## begin Text segment

What does being mixed mean to you?
I’m half Iranian and half Japanese, but I feel mixed in many ways, not just culturally, but also creatively. I used to be a dancer and I recently got into design. Professionally as well; I was a teacher before I started my own business. I just feel like there have always been many layers to my identity. The idea of building Mixed beyond just a fashion brand is intended to embody this idea that we all have so many different sides to our identities, and that we can work to hold those different pieces of ourselves together, to show up fully in our lives.
I would say that technically, everyone is mixed. I’m not limiting the idea of mixedness to just race and culture. I think in the end, Mixed is really for the people who feel ready to embrace their own mixedness, and who want to make a statement about their identity. That's where the bold prints come in. It tends to be people in their early 20s to mid-30s, and a lot of them tend to be creative. Mixed products are so colorful, so vibrant, they’re something you can't miss. As a brand, we really want people to bring confidence into their everyday life.

## end Text segment
## begin Information given

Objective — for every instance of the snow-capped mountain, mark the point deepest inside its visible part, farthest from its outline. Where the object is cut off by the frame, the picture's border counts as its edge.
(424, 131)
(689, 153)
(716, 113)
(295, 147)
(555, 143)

## end Information given
## begin Information given

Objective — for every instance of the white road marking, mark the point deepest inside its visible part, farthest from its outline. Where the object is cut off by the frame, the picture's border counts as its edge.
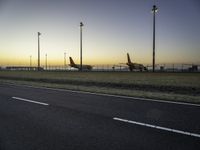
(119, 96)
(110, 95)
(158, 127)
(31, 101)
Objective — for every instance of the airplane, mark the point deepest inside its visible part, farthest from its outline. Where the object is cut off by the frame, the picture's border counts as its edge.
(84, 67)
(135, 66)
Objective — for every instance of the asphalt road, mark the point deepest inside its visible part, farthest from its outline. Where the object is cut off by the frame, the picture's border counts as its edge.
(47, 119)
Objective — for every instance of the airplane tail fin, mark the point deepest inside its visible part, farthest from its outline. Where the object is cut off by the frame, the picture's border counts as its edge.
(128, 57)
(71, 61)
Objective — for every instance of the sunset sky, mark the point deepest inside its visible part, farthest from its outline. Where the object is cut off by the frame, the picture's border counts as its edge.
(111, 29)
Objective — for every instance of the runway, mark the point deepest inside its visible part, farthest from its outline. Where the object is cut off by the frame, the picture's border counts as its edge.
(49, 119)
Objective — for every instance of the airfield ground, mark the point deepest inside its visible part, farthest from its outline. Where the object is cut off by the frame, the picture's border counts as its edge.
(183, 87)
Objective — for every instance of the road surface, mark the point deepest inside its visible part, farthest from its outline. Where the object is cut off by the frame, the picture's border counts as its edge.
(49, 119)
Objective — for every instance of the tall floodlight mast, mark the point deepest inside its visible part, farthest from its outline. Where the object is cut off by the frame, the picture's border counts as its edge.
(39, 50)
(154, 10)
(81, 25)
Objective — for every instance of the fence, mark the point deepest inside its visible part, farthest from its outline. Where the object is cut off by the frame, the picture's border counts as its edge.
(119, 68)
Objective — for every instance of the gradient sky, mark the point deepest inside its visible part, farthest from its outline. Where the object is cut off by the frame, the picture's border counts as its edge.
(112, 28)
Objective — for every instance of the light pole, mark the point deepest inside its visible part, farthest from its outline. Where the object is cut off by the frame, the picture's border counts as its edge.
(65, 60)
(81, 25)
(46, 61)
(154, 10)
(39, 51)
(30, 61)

## end Information given

[Exercise description] Summarize the text on being mixed in two sentences.

[Exercise response] The speaker, who is half Iranian and half Japanese, feels mixed culturally, creatively and professionally, and sees Mixed as more than a fashion brand: it embodies the idea that everyone has many sides to their identity that can be held together. Because the speaker considers everyone technically mixed, the brand is for people ready to embrace their own mixedness and make a bold statement about their identity, often creative people in their early 20s to mid-30s, and it aims to bring confidence into their everyday life.